[begin Supplied text]

WEX shall be responsible for tax losses that result from errors in data processing, including errors in establishing the qualification of an Exempt Fleet or calculating the amount of tax that may be exempted.
B.
MERCHANT shall be responsible for tax losses which arise from errors by WEX based on incorrect information and data provided by MERCHANT, including, but not limited to, incorrect product codes or site information.
C.
If MERCHANT incurs a tax loss for which WEX is not liable hereunder, WEX will assist MERCHANT, as appropriate, in attempting to collect from the Exempt Fleet and/or filing a refund claim, as appropriate.
6.1    ADDITIONAL FEATURES SPECIFIC TO OTR ACCEPTANCE
A.
Direct Bill Transactions: In connection with OTR Transactions, MERCHANT may transmit Card Sales to WEX that are initiated using a Card, but for which Merchant has entered into its own independent agreements with the fleet customer to bill directly (“Direct Bill Transactions”). WEX shall remit these transactions to Merchant for Merchant to bill the fleet directly. Merchant agrees and understands that Merchant is responsible for any and all fraud or credit losses associated with these transactions.
B.
Cash Advance: In order to facilitate providing Cardholders with cash advances, Merchant may accept either a Card approved for OTR Transactions or a check which has been provided to Merchant by WEX. In the event that checks are provided, Merchant shall adhere to the authorization and acceptance procedures provided on the check or in writing by WEX. Merchant agrees to take all commercially reasonable efforts to secure such checks in their possession.

[end Supplied text]
[begin Supplied data]

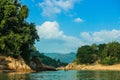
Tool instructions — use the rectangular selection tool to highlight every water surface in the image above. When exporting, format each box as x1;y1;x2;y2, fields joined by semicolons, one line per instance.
0;70;120;80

[end Supplied data]

Problem description
In the merchant agreement text, who bears any and all fraud or credit losses associated with Direct Bill Transactions?

Result of this exercise
The merchant bears them.